| Required action 1 |
Repeat word for word the part of the passage on pecan trees starting with "Pecan trees originated" and going on through "in the 1800s.".
| Required action 2 |
List every pecan tree variety that the passage on pecan trees names as protogynous.

| Extract to read |
· · ·

The pecan tree (Carya illinoinenis) is a native American tree that loses its leaves in the winter and produces delicious, meaty nuts in the fall. The nuts, known as pecans, are a frequent addition to baked goods and desserts. Pecan trees are not only grown for nut production in large orchards, but also in landscapes for their attractive shape and dense shade.


Pecan trees grow to 180 feet tall with large trunks up to 6 feet in diameter. They have an open, spreading growth habit. The 12-to-20-inch long compound leaves have alternate leaflets that are about 6 inches long. The bark ranges from brown to gray and is rough. On older trees, the bark forms large, flattened, scale-like patches. The nuts, or pecans, are produced during the summer and fall from the tree in the autumn. In their native range, pecan trees are usually found growing in an area with deep, moist soil, such as a river or creek bottom.


Pecan trees originated in central and eastern North America. The name "pecan" comes from an Algonquin word that describes nuts cracked with a stone. Native American tribes harvested wild pecans and were the first to cultivate pecan trees. By the 1700s, American settlers were cultivating pecans, and a pecan export business soon followed. New varieties of pecan trees were introduced when the practice of grafting together two trees with superior characteristics gained popularity in the 1800s.


Pecan trees naturally grow in warm areas of high humidity. In the United States, pecans have a natural range that extends from central Texas to northern Mississippi and as far north as southern Illinois. They are also found in the central and the northeast sections of Mexico.


Pecan trees are wind pollinated. Pollination is the exchange of pollen between trees to fertilize the flowers so the tree can produce pecans. All trees produce both male and female flowers but not at the same time. For effective pollination, it is important to have a tree that first produces male flowers (catkins) planted near a tree that first produces female (pistillate) flowers.. Pecan trees that produce male flowers, or pollen, first are called protandrous, and those that flowers first are called protogynous.

Look for trees with cold tolerance and insect and disease resistance. Look for varieties with resistance to scab disease, the most devastating for pecan trees. If you are planting an orchard, you need to know the eventual height and width of your chosen varieties so the trees are not crowded. Pecan trees need sunlight for optimal nut production. Pecan tree varieties known for stronger branches are more desirable for planting in a landscape because they require less maintenance.


Varieties of pecan trees that are protandrous, or produce pollen first, are Cape Fear, Pawnee, Onliwon, Desirable, Clark, Moore and Western. Varieties of pecan trees that are protogynous, or flowering first, are Wichita, Kiowa, Elliot, Curtis, Burkett and Candy.

· · ·

| Data for review |

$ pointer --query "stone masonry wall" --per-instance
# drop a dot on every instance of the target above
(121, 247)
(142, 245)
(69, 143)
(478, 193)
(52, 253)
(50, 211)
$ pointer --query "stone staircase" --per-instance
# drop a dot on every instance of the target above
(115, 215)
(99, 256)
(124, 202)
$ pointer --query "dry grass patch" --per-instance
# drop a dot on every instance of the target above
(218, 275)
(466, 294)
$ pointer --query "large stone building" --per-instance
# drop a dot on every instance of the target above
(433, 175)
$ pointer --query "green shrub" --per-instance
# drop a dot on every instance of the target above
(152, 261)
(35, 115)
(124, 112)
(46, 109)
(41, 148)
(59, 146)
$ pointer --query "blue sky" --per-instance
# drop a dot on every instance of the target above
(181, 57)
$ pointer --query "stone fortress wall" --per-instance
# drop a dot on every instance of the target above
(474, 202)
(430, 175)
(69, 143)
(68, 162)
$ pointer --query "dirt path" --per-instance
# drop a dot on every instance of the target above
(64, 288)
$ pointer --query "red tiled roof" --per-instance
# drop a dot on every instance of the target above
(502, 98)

· · ·

| Exercise solution 1 |
Pecan trees originated in central and eastern North America. The name "pecan" comes from an Algonquin word that describes nuts cracked with a stone. Native American tribes harvested wild pecans and were the first to cultivate pecan trees. By the 1700s, American settlers were cultivating pecans, and a pecan export business soon followed. New varieties of pecan trees were introduced when the practice of grafting together two trees with superior characteristics gained popularity in the 1800s.

| Exercise solution 2 |
Wichita, Kiowa, Elliot, Curtis, Burkett, Candy